Fragmento del documento »
_____

Quienes quieran seguir la historia más allá de 1980 pueden hacerlo en el volumen final de las cartas, que se extiende durante cuatro años más, empezando por el momento en que Cortázar y Carol Dunlop, su segunda mujer, parten de Estados Unidos en barco. En Europa les espera el mismo ajetreo de siempre, pero uno empieza a percibir el creciente deseo de Cortázar de poner las cosas en orden. A la vuelta de Berkeley, escribió a Jaime Alazraki «que el año 81 sería un año de lecturas y trabajo en casa, con un mínimo de desplazamientos locales por las razones de siempre: reuniones por la Argentina, Chile, Nicaragua y El Salvador». Y en 1981: «Cumplo 67 el mes que viene, y lo tengo bien presente; en la medida de lo posible, quisiera entrar en un último ciclo lo más sereno posible. […] No puedo ni quiero cambiar mis ritmos erráticos de escritura, pero sí quiero crearme un territorio en el que despertar con una idea de cuento o de novela no se resuelva en la frustración de no poder llevarla al papel lo antes posible. Me ha ocurrido tantas veces en estos últimos seis o siete años, que ya me resulta imposible soportarlo». En pocas palabras, Cortázar quiere concentrarse en la literatura. A veces lo consigue. Son particularmente gozosas las cartas en que explica a distintos amigos el proyecto de escribir junto a Dunlop el libro que se convertiría en Los autonautas de la cosmopista, a cuya génesis asistimos día a día. Y uno imagina las caras que habrán puesto los amigos al leer las cartas, porque el material del libro sería un viaje en combi de París a Marsella de treinta y tres días, sin salir jamás de la autopista, parando en cada uno de los setenta y cinco aparcamientos anexos: «Será un almanaque más, con todo lo que se nos ocurra poner dentro, pero además será muy científico, sí señora: informes sobre los párquings, fotografías documentales, algo así como una crónica de exploradores polares». Dicho y hecho: el libro apareció en 1983.

_____

Material proporcionado »
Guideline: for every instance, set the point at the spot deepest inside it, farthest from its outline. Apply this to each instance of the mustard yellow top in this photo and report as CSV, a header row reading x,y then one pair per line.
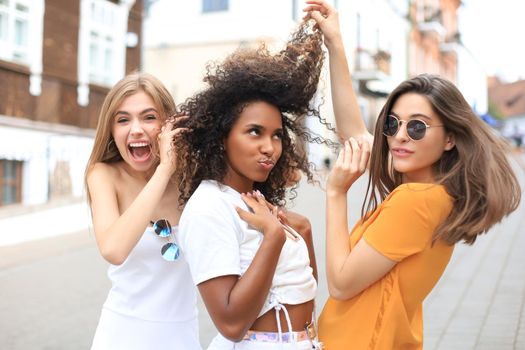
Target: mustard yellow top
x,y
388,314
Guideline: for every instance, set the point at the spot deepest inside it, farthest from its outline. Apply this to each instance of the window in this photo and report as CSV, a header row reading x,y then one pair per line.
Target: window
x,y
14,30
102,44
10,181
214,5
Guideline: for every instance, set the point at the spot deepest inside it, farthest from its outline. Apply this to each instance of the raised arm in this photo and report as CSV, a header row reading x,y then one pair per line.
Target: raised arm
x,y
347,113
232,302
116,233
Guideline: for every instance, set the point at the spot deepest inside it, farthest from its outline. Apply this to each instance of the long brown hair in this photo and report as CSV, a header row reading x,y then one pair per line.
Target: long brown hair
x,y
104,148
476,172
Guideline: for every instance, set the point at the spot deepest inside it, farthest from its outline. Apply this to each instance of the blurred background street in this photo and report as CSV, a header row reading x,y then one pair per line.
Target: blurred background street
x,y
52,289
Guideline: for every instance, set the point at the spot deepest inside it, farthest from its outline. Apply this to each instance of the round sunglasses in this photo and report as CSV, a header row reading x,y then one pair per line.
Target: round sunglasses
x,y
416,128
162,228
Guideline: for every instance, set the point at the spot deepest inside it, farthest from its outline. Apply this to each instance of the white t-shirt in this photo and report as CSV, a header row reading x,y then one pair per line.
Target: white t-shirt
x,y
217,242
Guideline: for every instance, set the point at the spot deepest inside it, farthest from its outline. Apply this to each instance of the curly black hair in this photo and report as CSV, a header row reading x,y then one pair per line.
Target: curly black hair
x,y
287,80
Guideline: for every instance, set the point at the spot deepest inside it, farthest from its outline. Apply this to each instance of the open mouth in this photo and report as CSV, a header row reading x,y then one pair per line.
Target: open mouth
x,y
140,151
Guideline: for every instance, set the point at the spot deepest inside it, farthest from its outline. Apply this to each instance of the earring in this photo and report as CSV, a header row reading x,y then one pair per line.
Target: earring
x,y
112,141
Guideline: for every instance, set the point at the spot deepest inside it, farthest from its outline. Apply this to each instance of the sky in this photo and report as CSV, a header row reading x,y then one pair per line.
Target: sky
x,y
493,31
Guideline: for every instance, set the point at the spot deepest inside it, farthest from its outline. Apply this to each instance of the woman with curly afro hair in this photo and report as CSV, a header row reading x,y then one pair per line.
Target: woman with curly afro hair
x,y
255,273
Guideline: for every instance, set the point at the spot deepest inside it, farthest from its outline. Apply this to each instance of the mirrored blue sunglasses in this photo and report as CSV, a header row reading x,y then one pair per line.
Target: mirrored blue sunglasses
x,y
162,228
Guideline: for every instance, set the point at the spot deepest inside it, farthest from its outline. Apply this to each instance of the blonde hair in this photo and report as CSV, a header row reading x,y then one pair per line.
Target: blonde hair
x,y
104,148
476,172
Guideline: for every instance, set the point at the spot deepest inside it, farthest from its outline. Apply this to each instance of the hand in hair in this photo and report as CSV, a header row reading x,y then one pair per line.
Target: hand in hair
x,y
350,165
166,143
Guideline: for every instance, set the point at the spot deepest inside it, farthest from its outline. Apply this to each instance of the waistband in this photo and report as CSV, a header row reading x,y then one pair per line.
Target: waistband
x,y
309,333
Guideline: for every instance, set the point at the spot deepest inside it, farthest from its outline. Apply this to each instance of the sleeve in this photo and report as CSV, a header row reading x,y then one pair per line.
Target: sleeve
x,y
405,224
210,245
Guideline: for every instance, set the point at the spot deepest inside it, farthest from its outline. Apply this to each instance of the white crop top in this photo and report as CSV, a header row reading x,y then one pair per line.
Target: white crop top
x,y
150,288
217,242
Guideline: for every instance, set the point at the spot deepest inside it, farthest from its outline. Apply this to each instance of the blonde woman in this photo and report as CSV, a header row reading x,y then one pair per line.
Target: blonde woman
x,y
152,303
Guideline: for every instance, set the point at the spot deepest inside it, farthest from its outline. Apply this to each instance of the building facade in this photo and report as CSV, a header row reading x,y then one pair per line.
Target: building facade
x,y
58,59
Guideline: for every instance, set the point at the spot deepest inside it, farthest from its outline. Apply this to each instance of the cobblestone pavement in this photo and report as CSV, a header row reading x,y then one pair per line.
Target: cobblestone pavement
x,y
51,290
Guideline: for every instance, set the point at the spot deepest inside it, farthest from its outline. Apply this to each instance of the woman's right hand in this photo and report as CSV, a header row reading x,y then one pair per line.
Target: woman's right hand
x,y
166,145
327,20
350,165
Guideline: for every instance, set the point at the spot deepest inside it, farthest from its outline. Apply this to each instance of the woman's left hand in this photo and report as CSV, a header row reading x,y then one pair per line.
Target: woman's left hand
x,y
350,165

_____

Actividades »
1 > Responde según el fragmento sobre las cartas de Cortázar:
(a) ¿En qué medio de transporte parten Cortázar y Carol Dunlop de Estados Unidos?
(b) En la carta de 1981, ¿qué edad dice Cortázar que cumplirá el mes siguiente?
(c) ¿Cuántos días dura el viaje en combi de París a Marsella?
2 > Resume en dos oraciones el fragmento sobre las cartas de Cortázar.
3 > Retoma el fragmento sobre las cartas de Cortázar y continúalo a partir de «Dicho y hecho: el libro apareció en 1983.»

Respuestas por tarea »
1 >
(a) En barco.
(b) 67 años.
(c) Treinta y tres días.

2 > El volumen final de las cartas de Cortázar abarca cuatro años desde que él y Carol Dunlop parten de Estados Unidos en barco, y en él se percibe su creciente deseo de poner las cosas en orden y concentrarse en la literatura. Destacan las cartas en que explica el proyecto de escribir con Dunlop Los autonautas de la cosmopista, basado en un viaje en combi de treinta y tres días de París a Marsella sin salir de la autopista, libro que apareció en 1983.

3 >
Carol Dunlop, sin embargo, no lo vería publicado, pues falleció en noviembre de 1982, de leucemia, la misma enfermedad que padecía Cortázar. La lectura de las cartas en las que anuncia el hecho a sus familiares y amigos es muy dura y, por supuesto, queda fuera de todo comentario. Más adelante, las cartas vuelven a hablar de proyectos y viajes a Nicaragua, Cuba, Buenos Aires, pero a partir de ese punto es como si el volumen cargara con el peso de su inevitable conclusión. En la última carta que se conserva, fechada el 20 de enero de 1984, a escasas tres semanas del final, Cortázar acusa recibo de las galeradas de una nueva edición de Rayuela. Le llegan, dice, «en muy mal momento», cuando se encuentra «muy enfermo, pasando por laboratorios y hospitales». No obstante, les echa un vistazo y hasta señala que «en toda la parte final se olvidaron de poner los números de los capítulos». Aun de cara a la muerte seguía cuidando la obra que le sobreviviría.
Martín Schifino es crítico de Revista de Libros.